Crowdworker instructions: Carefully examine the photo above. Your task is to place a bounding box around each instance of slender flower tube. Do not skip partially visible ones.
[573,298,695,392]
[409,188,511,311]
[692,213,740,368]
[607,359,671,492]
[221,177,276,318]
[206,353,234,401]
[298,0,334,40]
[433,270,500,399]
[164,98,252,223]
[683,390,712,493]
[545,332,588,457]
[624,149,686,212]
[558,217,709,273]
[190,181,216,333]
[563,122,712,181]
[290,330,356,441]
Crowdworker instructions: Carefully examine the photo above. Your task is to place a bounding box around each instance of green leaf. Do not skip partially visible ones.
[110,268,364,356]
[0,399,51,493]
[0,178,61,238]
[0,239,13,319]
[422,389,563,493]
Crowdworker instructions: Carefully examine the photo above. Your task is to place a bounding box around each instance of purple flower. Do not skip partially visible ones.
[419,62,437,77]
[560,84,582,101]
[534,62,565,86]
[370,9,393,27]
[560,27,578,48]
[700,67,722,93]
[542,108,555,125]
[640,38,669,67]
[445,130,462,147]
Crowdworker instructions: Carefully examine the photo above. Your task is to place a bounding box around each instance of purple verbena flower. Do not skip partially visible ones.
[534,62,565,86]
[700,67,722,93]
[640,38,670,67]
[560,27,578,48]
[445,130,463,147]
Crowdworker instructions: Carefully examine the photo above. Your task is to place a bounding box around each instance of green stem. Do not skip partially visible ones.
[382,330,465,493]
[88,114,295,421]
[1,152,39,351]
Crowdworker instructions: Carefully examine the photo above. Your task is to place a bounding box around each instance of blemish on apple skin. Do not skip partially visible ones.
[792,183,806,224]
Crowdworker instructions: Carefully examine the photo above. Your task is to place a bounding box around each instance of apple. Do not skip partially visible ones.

################

Short problem » Rewrite all of the data above, replacing every occurrence of "Crowdworker instructions" with "Annotator instructions" and changing nothing else.

Answer »
Annotator instructions: Carefully examine the photo above. Your task is to place a bounding box around each instance of slender flower tube. Do not skip partially visible ones.
[573,298,695,392]
[409,188,511,311]
[692,213,740,368]
[607,359,671,492]
[221,177,276,318]
[206,353,234,401]
[298,0,334,40]
[433,270,500,399]
[164,98,252,223]
[683,390,712,493]
[545,332,588,457]
[624,149,686,212]
[558,217,709,273]
[190,181,216,333]
[563,122,712,181]
[290,330,356,441]
Annotator instructions: Carefully examine the photo above. Your task is to place a bounding box around each instance of green leaf. Do not skip partially visible ones.
[110,268,364,356]
[0,399,51,493]
[0,178,61,238]
[0,239,13,319]
[422,389,563,493]
Annotator instructions: Carefully examine the photo above. Your task is to place a bounding box around each instance of purple flower. Do not skip partially visible ones.
[419,62,437,77]
[560,84,582,101]
[534,62,565,86]
[370,9,393,27]
[560,27,578,48]
[700,67,722,93]
[542,108,555,125]
[640,38,669,67]
[445,130,462,147]
Annotator instructions: Carefully examine the photo above. Your task is to place a bounding box around each instance of purple verbena flower. Do not skip partially visible ones.
[534,62,565,86]
[700,67,722,93]
[640,38,670,67]
[560,27,578,48]
[445,130,463,147]
Annotator instructions: Carefully examine the photo above. Your task is to place a bounding box around each instance of green stem. Do not skip partially visible ones.
[382,330,465,493]
[88,114,295,421]
[1,152,39,351]
Annotator instructions: Carefully examine the photo above. Your task is to place a bounding box around each instance of blemish on apple skin. Do not skip partially visible ones.
[792,183,806,224]
Annotator instructions: Carefully examine the photo above. Your task is to place a bounding box around each instance of apple. Do not skip partially visible ones.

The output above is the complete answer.